Aim of the task » List every line of the material below that contains the word "above". Case counts, so include only lines where the capitalization matches.

Entries »

--

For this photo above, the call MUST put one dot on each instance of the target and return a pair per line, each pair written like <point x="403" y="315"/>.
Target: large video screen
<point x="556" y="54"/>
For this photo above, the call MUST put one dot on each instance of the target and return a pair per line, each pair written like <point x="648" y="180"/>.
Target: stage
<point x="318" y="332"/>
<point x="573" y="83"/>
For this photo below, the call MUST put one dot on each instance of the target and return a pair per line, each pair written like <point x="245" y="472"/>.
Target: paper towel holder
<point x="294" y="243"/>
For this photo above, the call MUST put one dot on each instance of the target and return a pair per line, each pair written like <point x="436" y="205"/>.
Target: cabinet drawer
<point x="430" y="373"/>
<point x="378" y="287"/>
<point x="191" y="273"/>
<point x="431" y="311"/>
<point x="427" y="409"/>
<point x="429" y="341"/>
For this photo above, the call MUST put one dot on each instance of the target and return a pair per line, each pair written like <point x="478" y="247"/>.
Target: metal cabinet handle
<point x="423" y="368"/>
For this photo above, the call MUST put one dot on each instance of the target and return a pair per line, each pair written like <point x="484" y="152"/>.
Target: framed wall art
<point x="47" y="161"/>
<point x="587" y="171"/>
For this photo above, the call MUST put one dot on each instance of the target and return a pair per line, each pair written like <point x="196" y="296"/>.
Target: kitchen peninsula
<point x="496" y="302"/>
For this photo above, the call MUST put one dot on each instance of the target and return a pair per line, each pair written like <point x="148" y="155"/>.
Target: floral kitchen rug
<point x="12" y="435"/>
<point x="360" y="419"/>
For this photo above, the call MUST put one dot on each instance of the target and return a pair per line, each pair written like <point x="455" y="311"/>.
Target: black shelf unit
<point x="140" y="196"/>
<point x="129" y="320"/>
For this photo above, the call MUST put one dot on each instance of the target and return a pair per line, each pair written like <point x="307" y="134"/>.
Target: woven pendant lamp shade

--

Exercise response »
For this photo above, the call MUST put one dot on each instance of the target and return a pair per line, each pair written like <point x="403" y="315"/>.
For this photo above, the call MUST put one dot on each instance of the target and return a pair per line, each pair written like <point x="648" y="180"/>.
For this photo above, the call MUST put one dot on each instance of the target and return a pair per line, each pair written like <point x="436" y="205"/>.
For this photo above, the call MUST put one dot on each instance of the target and return a pair per line, each pair written like <point x="478" y="247"/>.
For this photo above, the call MUST put one dot on each instance of the target and return a pair per line, each pair written like <point x="484" y="152"/>.
For this photo above, the call MUST put one dot on each instance of the target and return a pair per line, each pair written like <point x="196" y="296"/>.
For this photo above, the call MUST put one dot on each instance of the target and return a pair per line, each pair written like <point x="148" y="155"/>.
For this photo above, the call MUST put one dot on each instance of the target and return a pair per line, each pair written like <point x="455" y="311"/>.
For this photo above, the call MUST put one dot on each instance of the target and return a pair per line, each pair written like <point x="307" y="134"/>.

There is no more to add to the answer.